- To-do item -
In the copy, include every entry exactly but none of the images.

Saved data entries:
= Beginning of Section =

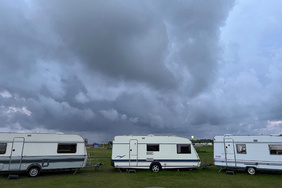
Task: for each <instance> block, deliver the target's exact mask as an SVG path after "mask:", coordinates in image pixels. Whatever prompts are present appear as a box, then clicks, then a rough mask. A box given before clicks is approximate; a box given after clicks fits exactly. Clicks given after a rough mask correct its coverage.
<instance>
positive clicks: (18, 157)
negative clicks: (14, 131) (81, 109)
mask: <svg viewBox="0 0 282 188" xmlns="http://www.w3.org/2000/svg"><path fill="white" fill-rule="evenodd" d="M86 161H87V152H86V148H85V144H84V139H83V138H82V137H81V136H78V135H67V134H63V133H58V134H48V133H36V134H29V133H0V172H1V171H3V172H9V171H12V172H19V171H26V172H27V173H28V175H29V176H31V177H35V176H38V175H39V173H40V172H41V171H44V170H55V169H79V168H82V167H84V166H85V164H86Z"/></svg>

= End of Section =

- Exercise output -
Task: for each <instance> block, deliver the target's exact mask as an SVG path after "mask:", coordinates in image pixels. Whatever prompts are present appear as a box, then clicks, then a rough mask. A box given before clicks is approximate; a box given after clicks fits exactly. Clicks given after a rough mask correct its coverage.
<instance>
positive clicks: (18, 157)
negative clicks: (14, 131) (81, 109)
mask: <svg viewBox="0 0 282 188" xmlns="http://www.w3.org/2000/svg"><path fill="white" fill-rule="evenodd" d="M86 161H87V152H86V148H85V144H84V139H83V138H82V137H81V136H78V135H67V134H63V133H58V134H48V133H36V134H29V133H0V172H1V171H3V172H9V171H12V172H19V171H26V172H27V173H28V175H29V176H31V177H35V176H38V175H39V173H40V172H41V171H44V170H55V169H79V168H82V167H84V166H85V164H86Z"/></svg>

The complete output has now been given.